* Start *
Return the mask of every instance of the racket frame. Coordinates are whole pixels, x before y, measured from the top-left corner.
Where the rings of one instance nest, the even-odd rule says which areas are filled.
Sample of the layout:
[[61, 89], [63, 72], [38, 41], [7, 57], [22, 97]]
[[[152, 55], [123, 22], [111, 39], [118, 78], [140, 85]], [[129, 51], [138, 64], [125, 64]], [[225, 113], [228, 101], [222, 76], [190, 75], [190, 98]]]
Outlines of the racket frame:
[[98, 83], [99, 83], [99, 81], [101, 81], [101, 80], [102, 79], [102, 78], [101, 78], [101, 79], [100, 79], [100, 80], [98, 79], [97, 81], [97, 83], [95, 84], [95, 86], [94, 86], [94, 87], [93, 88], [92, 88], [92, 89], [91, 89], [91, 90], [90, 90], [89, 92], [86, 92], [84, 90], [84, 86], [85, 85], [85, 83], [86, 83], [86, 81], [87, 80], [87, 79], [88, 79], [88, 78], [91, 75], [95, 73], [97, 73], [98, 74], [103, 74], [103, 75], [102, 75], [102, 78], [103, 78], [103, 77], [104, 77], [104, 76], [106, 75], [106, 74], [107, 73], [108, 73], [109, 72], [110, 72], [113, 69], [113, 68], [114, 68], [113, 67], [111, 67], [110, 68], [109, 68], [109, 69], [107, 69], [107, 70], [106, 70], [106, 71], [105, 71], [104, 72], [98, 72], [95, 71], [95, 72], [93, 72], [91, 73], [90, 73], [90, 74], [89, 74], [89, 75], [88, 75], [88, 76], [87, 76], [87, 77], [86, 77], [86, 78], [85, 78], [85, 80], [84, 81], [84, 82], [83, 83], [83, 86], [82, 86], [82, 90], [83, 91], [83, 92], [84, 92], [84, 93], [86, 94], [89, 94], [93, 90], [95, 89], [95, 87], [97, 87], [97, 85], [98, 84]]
* End *
> _PROBLEM STATEMENT_
The records above should be returned exactly.

> _ANSWER TO THE TASK_
Return the mask of every instance of the racket frame. Coordinates are whole pixels, x before y, measured from the top-left corner.
Where the rings of one instance nest, the even-odd rule says which areas are filled.
Sample of the layout:
[[61, 89], [63, 72], [38, 41], [7, 57], [22, 97]]
[[[152, 55], [123, 22], [111, 39], [118, 78], [140, 85]], [[129, 51], [138, 64], [125, 64]], [[225, 113], [228, 101], [222, 76], [190, 75], [190, 98]]]
Outlines of the racket frame:
[[98, 83], [99, 83], [99, 81], [101, 81], [101, 80], [102, 79], [102, 78], [101, 78], [101, 79], [100, 79], [100, 80], [98, 79], [97, 81], [97, 83], [95, 84], [95, 86], [94, 86], [94, 87], [93, 88], [92, 88], [92, 89], [91, 89], [91, 90], [90, 90], [89, 92], [86, 92], [84, 90], [84, 86], [85, 85], [85, 83], [86, 83], [86, 81], [87, 80], [87, 79], [88, 79], [88, 78], [91, 75], [95, 73], [97, 73], [98, 74], [103, 74], [103, 75], [102, 75], [102, 78], [103, 78], [103, 77], [104, 77], [104, 76], [106, 75], [106, 74], [107, 73], [108, 73], [109, 72], [110, 72], [113, 69], [113, 68], [114, 68], [113, 67], [111, 67], [110, 68], [109, 68], [109, 69], [107, 69], [107, 70], [106, 70], [106, 71], [105, 71], [104, 72], [98, 72], [95, 71], [95, 72], [93, 72], [91, 73], [90, 73], [90, 74], [89, 74], [89, 75], [88, 75], [88, 76], [87, 76], [87, 77], [86, 77], [86, 78], [85, 78], [85, 80], [84, 81], [84, 82], [83, 83], [83, 86], [82, 86], [82, 90], [83, 91], [83, 92], [84, 92], [84, 93], [86, 94], [89, 94], [93, 90], [95, 89], [95, 87], [97, 87], [97, 85], [98, 84]]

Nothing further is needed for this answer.